▶ Page text:
━━━━━━━━━━━━━━━━━━━━━━━━━━━━━━

3. WR Odell Beckham Jr. is embracing the challenge of facing Richard Sherman and the Seahawks.
In four games, the rookie first-rounder has 18 catches for 262 yards and three touchdowns, including eight receptions for 156 yards in Monday's loss. That's more than enough production to get the attention of the defending Super Bowl champion Seahawks and their vaunted secondary.
"These are the games you live to play for, the moments you live to play for, to go against the best of the best, to go against Richard Sherman, the Seattle Seahawks and the L.O.B [Legion of Boom]," Beckham said. "To go against all those guys, why not? Why not embrace that opportunity? Why not take the challenge, accept it and face it?"
*4. QB Eli Manning: We just have to make the plays that are out there. *
The Giants are scoring just 15 points per contest in their current three-game losing streak, including a shutout loss in Week 6 that began the drought. The offense managed to put up some numbers in the box score on Monday night, but the unit was held to 10 points until scoring two late touchdowns in the fourth quarter when the game was out of reach.

━━━━━━━━━━━━━━━━━━━━━━━━━━━━━━

▶ Problem 1:
In the Giants notes, what are the answers to these?
(a) How many touchdowns does Beckham have in his four games?
(b) Which team do the notes call the defending Super Bowl champion?
(c) How many points per contest are the Giants scoring during their current three-game losing streak?
▶ Problem 2: Could you print the part of the Giants notes starting with "3. WR Odell" and going on through "their vaunted secondary."?

▶ Provided material:
━━━━━━━━━━━━━━━━━━━━━━━━━━━━━━

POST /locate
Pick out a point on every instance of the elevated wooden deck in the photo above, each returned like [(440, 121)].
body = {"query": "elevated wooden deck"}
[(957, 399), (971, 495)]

━━━━━━━━━━━━━━━━━━━━━━━━━━━━━━

▶ Correct output 1:
(a) Three
(b) The Seahawks
(c) 15

▶ Correct output 2:
3. WR Odell Beckham Jr. is embracing the challenge of facing Richard Sherman and the Seahawks.
In four games, the rookie first-rounder has 18 catches for 262 yards and three touchdowns, including eight receptions for 156 yards in Monday's loss. That's more than enough production to get the attention of the defending Super Bowl champion Seahawks and their vaunted secondary.